(Stored data entries)
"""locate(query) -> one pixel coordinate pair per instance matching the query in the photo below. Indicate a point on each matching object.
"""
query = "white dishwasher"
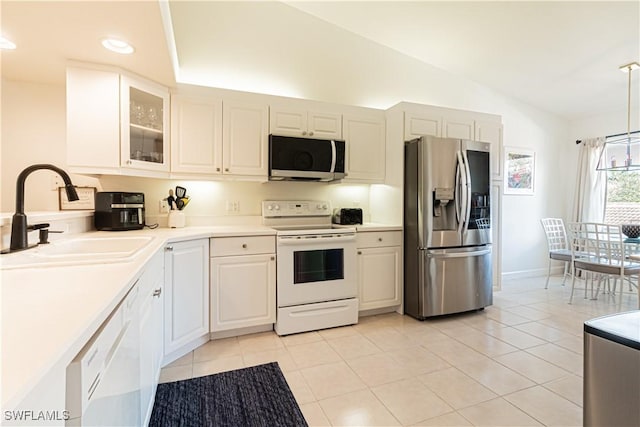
(103, 381)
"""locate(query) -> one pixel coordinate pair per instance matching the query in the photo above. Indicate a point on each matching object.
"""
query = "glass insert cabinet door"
(144, 118)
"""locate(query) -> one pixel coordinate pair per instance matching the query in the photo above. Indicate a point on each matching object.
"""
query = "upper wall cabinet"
(417, 125)
(245, 139)
(215, 138)
(196, 134)
(116, 123)
(365, 145)
(448, 123)
(491, 132)
(306, 123)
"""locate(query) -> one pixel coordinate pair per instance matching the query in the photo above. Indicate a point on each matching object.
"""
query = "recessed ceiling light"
(117, 46)
(6, 43)
(629, 67)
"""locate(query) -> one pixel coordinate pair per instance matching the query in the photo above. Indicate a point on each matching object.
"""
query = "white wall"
(36, 121)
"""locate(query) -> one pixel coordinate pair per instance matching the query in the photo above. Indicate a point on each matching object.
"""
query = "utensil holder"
(176, 219)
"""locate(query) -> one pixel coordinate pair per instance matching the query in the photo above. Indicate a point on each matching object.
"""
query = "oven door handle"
(310, 241)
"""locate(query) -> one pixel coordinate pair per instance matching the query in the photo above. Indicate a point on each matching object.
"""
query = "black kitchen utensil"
(180, 192)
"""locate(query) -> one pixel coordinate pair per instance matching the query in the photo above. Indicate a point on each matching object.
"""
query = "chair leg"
(573, 286)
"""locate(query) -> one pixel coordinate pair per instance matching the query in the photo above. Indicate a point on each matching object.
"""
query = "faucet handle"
(37, 226)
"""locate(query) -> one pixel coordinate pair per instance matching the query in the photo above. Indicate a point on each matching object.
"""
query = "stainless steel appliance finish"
(316, 271)
(447, 234)
(611, 390)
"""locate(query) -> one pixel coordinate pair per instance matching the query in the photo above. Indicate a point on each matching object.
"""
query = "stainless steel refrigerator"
(447, 227)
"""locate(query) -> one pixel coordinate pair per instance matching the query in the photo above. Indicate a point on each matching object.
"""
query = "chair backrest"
(556, 233)
(596, 242)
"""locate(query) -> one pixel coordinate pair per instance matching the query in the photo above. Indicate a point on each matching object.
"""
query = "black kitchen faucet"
(19, 227)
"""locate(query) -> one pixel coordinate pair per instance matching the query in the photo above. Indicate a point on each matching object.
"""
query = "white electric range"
(316, 273)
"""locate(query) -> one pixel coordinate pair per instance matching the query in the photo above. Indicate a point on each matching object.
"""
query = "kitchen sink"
(118, 247)
(78, 250)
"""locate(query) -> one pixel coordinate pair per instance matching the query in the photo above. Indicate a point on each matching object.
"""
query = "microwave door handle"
(333, 156)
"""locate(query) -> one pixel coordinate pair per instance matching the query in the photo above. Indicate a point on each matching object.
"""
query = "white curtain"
(591, 185)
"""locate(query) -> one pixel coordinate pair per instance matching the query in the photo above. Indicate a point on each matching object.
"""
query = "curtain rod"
(578, 141)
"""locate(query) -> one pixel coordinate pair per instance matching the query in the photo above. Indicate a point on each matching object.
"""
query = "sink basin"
(94, 246)
(77, 251)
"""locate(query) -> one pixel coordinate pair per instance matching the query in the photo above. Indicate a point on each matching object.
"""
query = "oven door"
(316, 268)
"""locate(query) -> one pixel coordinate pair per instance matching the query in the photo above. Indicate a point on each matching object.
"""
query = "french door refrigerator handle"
(333, 156)
(467, 213)
(431, 254)
(461, 193)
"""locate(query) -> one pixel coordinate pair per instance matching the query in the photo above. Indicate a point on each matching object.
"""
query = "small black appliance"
(119, 211)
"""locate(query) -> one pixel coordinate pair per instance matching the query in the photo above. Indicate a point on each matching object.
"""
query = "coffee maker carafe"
(119, 211)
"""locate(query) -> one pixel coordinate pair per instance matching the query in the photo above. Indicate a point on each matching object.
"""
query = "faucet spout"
(19, 238)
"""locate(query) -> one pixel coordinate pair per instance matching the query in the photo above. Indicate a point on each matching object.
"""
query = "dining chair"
(599, 249)
(557, 244)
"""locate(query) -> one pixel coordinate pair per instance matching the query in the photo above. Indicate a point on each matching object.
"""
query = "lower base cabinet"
(243, 282)
(379, 269)
(186, 299)
(151, 333)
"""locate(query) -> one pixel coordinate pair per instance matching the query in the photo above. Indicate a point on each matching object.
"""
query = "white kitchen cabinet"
(379, 269)
(245, 139)
(144, 116)
(151, 287)
(196, 134)
(365, 147)
(301, 122)
(491, 132)
(243, 282)
(421, 124)
(443, 123)
(116, 123)
(186, 297)
(458, 126)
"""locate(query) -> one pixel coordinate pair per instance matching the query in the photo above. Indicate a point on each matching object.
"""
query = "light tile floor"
(516, 363)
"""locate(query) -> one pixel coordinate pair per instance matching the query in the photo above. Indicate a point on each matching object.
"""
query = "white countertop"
(49, 313)
(371, 226)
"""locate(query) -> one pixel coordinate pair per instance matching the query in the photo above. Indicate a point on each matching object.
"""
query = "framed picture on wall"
(519, 171)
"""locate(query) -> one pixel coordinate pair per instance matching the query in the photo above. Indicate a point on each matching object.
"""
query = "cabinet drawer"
(230, 246)
(372, 239)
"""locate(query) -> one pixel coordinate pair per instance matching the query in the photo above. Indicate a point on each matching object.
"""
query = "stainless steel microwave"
(292, 158)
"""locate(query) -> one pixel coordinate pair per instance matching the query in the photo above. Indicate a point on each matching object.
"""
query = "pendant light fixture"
(622, 152)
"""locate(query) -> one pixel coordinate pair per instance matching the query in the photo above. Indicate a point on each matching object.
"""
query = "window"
(623, 197)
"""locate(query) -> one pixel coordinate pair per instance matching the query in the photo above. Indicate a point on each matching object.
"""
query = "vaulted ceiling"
(561, 57)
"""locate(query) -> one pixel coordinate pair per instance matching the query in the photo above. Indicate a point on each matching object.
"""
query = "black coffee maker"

— The problem —
Copy each of the entries above precisely, and drop whatever pictures they hold.

— Reply to the task —
"""locate(query) -> one pixel coordinate pair per instance matching the query in the photo below. Indicate a point on each matching object.
"""
query = "white dishwasher"
(103, 381)
"""locate(query) -> one pixel coordinate pair per instance matching the query in the photo above. Indicate a point on each matching object.
"""
query = "glass insert cabinet door"
(144, 118)
"""locate(query) -> one pixel coordinate pair per instance matching the query in the photo above. Indicate a point on each matching object.
"""
query = "upper wall cabinet"
(417, 125)
(245, 139)
(215, 138)
(196, 134)
(116, 123)
(365, 145)
(448, 123)
(491, 132)
(306, 123)
"""locate(query) -> one pixel coordinate pair per instance matching the query in the photo above. Indicate a point on each matching object.
"""
query = "recessed ceiling light"
(117, 46)
(6, 43)
(629, 67)
"""locate(query) -> one pixel coordinate pair per instance matching the query in the photo above. Indicate a point on each matching object.
"""
query = "white wall"
(36, 121)
"""locate(query) -> one pixel coordinate pair per instance matching the query in the photo above. Indicate a point on each matching object.
"""
query = "utensil holder"
(176, 219)
"""locate(query) -> one pixel coordinate pair per instance matching the query in the photo above. Indicate a point on each matching object.
"""
query = "oven door handle"
(310, 241)
"""locate(query) -> one pixel coordinate pair per instance matching the query in the photo above. Indicate a point on each matching object.
"""
query = "black kitchen utensil"
(180, 192)
"""locate(query) -> one pixel coordinate pair per instance matching the query in the photo above. Indicate a point on each matching object.
"""
query = "chair leg"
(573, 286)
"""locate(query) -> one pixel coordinate pair per instance matching the query in the photo above. Indicate a point on each matching object.
"""
query = "faucet handle"
(37, 226)
"""locate(query) -> one pixel coordinate pair per instance matching the query in the photo above. Indicate a point on each matching object.
"""
query = "stainless steel appliance finish"
(316, 271)
(447, 234)
(611, 390)
"""locate(query) -> one pixel coordinate pair per instance matching the query in the photo above. Indicate a point on each matching object.
"""
query = "stainless steel refrigerator"
(447, 227)
"""locate(query) -> one pixel coordinate pair per instance matching the query in the photo above. Indicate a point on each matching object.
"""
query = "chair backrest"
(556, 233)
(596, 242)
"""locate(query) -> one pixel coordinate pair per instance matching the query in the photo above. Indicate a point on each matching object.
"""
query = "black kitchen faucet"
(19, 227)
"""locate(query) -> one pixel coordinate pair per instance matching the query in the photo above. Indicate a point on each matching object.
"""
query = "white electric range"
(316, 273)
"""locate(query) -> one pixel coordinate pair per instance matching the query in the photo above. Indicate a point on each matching object.
"""
query = "kitchen sink"
(118, 247)
(78, 250)
"""locate(query) -> one pixel coordinate pair per instance matching the query in the photo above. Indicate a point on each matching object.
"""
query = "microwave door handle"
(333, 156)
"""locate(query) -> one pixel coordinate pair per instance matching the query in the photo above. Indicate a point on each matching object.
"""
query = "white curtain"
(591, 185)
"""locate(query) -> one pixel coordinate pair per instance matching the query in the photo above. Indicate a point on each matching object.
"""
query = "curtain rod"
(578, 141)
"""locate(query) -> one pixel coordinate pair per instance matching the query in the photo above. Indicate a point on each matching object.
"""
query = "sink basin"
(94, 246)
(77, 251)
"""locate(query) -> one pixel coordinate pair per instance matching the query in the photo above. Indicate a point on each matching object.
"""
query = "oven door"
(316, 268)
"""locate(query) -> one pixel coordinate pair per instance matching the query in the photo above. Indicate a point on each matching object.
"""
query = "french door refrigerator handle"
(333, 156)
(467, 213)
(431, 254)
(461, 193)
"""locate(query) -> one pixel coordinate pair per instance matching the query in the photo above. Indicate a point on each matching object.
"""
query = "small black appliance"
(119, 211)
"""locate(query) -> one pixel coordinate pair per instance matching the query in the photo above. Indicate a point on each matching object.
"""
query = "coffee maker carafe"
(119, 211)
"""locate(query) -> one pixel coordinate pair per instance matching the query in the photo above. Indicate a point on each matching object.
"""
query = "faucet spout"
(19, 238)
"""locate(query) -> one pixel coordinate pair per instance matching the query in the photo above. Indicate a point on each matching object.
"""
query = "dining chair"
(599, 249)
(557, 244)
"""locate(query) -> one pixel coordinate pair per instance matching the query in the photo above. Indicate a point on each matching object.
"""
query = "lower base cabinet"
(243, 282)
(379, 269)
(186, 299)
(151, 333)
"""locate(query) -> one pixel coordinate pair per instance matching the query in the photo above. Indicate a point on each matching object.
"""
query = "white kitchen cabinet"
(379, 269)
(245, 139)
(144, 116)
(151, 287)
(196, 134)
(365, 147)
(301, 122)
(491, 132)
(243, 282)
(421, 124)
(443, 123)
(116, 123)
(186, 297)
(458, 126)
"""locate(query) -> one pixel coordinate pair per instance matching the query in the photo above. Indicate a point on each matching object.
"""
query = "light tile floor"
(516, 363)
"""locate(query) -> one pixel coordinate pair per instance matching the query in the photo above. Indicate a point on each matching object.
"""
query = "white countertop"
(49, 313)
(371, 226)
"""locate(query) -> one pixel coordinate pair per instance matching the query in the photo above. Indicate a point on each matching object.
"""
query = "framed picture on wall"
(519, 171)
"""locate(query) -> one pixel coordinate pair per instance matching the query in the photo above. Indicate a point on each matching object.
"""
query = "cabinet drawer"
(230, 246)
(372, 239)
"""locate(query) -> one pixel coordinate pair per instance matching the query in the photo above. Indicate a point on each matching object.
"""
query = "stainless steel microwave"
(292, 158)
"""locate(query) -> one pixel coordinate pair per instance matching the query in the photo above. Indicate a point on each matching object.
"""
query = "pendant light fixture"
(622, 152)
"""locate(query) -> one pixel coordinate pair per instance matching the query in the photo above. Indicate a point on each matching object.
"""
query = "window"
(623, 197)
"""locate(query) -> one pixel coordinate pair per instance matching the query in the photo above. Indicate a point on each matching object.
"""
query = "vaulted ceiling"
(561, 57)
"""locate(query) -> one pixel coordinate pair per instance matching the query in the photo above. Indicate a point on each matching object.
"""
query = "black coffee maker"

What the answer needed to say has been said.